Reading passage:
Start of Block

To address your comment about animals: I saw animals that are littered with disease standing above the product. Standing, breathing without masks, talking without masks(which means trace amounts of spit), in standard clothes that've probably been exposed to much. The rat was far less disturbing than seeing the people who were handling the product.

Contrary to the blood-work, there is a issue that presented itself after 30 days. Not a nutrient deficiency, but a chewing one: he mentioned he started chewing gum due to his jaw aching. As far as I know chewing is supposed to help keep the jaw healthy (an expert/dentist has been sorely lacking from these soylent discussions, I imagine they'd have much to say about chewing, jaw, and tooth issues that crop up), and as someone who hasn't done a great job of that in life... I certainly wouldn't want to mess with jaw health anymore.

2 comments

Yeah, I was pretty appalled to see one of the founders/employees measuring ingredients out of a box on the floor while wearing dirty espadrilles (canvas shoes). I suspect that if you look at the skepticism/support in this thread you'd see a strong correlation between people who have worked in food service at some time in their lives and those who haven't.

End of Block

Problems to solve:
**a)** In the soylent discussion above, why did the man who was mentioned start chewing gum after 30 days?
**b)** Go on with the soylent discussion above, starting after its last sentence.

Data items:
Start of Block

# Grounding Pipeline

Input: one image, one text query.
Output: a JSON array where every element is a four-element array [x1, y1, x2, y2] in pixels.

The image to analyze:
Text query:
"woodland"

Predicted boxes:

End of Block

Results of the exercise:
**a)** He started chewing gum because his jaw was aching.

**b)**
> There are plenty of weightlifters who have done similar full-liquid diets for years before soylent

Name one competitive weightlifter, powerlifter or bodybuilder that lived primarily on a shake made from powder for years.

As in people doing these diets years before soylent, not years on said diet. My grammar might not've been clear enough.

EDIT: Specifically I'm thinking of the hundreds (if not thousands by now) of people on T-Nation/Testosterone Nation who've done the 1-month Velocity diet, which is (or was, I haven't been there in years, but that particular diet has been around for at least 5 years+), a protein shake diet with very little solid food. There are years of people doing it for a month and relating their experiences, highlights and downfalls, and I'm sure there are several more experiences in that world that would provide better data points. However, it has the issue of being mostly anecdotal evidence.